▸ MATERIAL SHOWN:

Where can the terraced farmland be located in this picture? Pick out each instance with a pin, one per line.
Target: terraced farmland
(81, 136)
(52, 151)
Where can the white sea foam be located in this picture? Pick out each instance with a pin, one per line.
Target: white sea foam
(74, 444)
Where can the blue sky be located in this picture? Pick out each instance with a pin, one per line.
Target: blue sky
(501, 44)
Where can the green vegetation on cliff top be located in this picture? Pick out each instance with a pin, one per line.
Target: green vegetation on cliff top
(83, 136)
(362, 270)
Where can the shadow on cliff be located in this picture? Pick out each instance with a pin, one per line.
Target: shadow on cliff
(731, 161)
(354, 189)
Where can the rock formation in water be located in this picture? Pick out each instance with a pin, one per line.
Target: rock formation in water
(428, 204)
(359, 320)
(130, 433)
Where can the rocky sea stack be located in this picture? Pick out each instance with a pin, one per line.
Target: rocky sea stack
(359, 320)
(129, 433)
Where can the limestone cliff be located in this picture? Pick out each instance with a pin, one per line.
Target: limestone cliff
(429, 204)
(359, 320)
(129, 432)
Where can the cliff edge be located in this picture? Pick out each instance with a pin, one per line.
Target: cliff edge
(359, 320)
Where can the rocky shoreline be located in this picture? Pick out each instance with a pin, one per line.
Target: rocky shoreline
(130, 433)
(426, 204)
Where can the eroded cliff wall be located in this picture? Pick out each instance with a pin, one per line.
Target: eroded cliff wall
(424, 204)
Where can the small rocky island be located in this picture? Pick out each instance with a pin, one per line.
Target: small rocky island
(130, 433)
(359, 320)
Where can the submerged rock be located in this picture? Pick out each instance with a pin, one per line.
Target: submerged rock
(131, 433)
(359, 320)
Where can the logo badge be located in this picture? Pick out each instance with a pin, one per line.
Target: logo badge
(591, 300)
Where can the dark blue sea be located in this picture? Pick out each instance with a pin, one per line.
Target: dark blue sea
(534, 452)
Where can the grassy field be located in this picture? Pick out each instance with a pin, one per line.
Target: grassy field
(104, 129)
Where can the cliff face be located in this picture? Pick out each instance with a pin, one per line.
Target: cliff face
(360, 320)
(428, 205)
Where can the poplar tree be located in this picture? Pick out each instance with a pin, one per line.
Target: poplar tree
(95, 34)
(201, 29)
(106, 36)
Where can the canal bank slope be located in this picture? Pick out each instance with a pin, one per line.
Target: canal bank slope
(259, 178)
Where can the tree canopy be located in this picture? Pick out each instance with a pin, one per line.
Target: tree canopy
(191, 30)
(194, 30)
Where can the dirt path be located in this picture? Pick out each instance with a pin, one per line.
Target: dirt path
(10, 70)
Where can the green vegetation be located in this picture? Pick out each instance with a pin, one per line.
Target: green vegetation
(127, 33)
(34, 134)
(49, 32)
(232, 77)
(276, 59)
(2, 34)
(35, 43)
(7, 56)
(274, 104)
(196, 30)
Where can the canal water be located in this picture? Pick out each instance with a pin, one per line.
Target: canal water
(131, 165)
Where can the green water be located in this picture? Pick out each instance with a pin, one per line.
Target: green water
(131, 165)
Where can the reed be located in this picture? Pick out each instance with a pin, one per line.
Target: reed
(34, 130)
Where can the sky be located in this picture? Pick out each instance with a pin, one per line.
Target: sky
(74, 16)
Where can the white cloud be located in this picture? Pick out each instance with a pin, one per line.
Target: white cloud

▸ TASK BRIEF: Only the number is wanted. Count the lines above that include the word "cloud".

▸ RESPONSE TO THIS EXERCISE: 2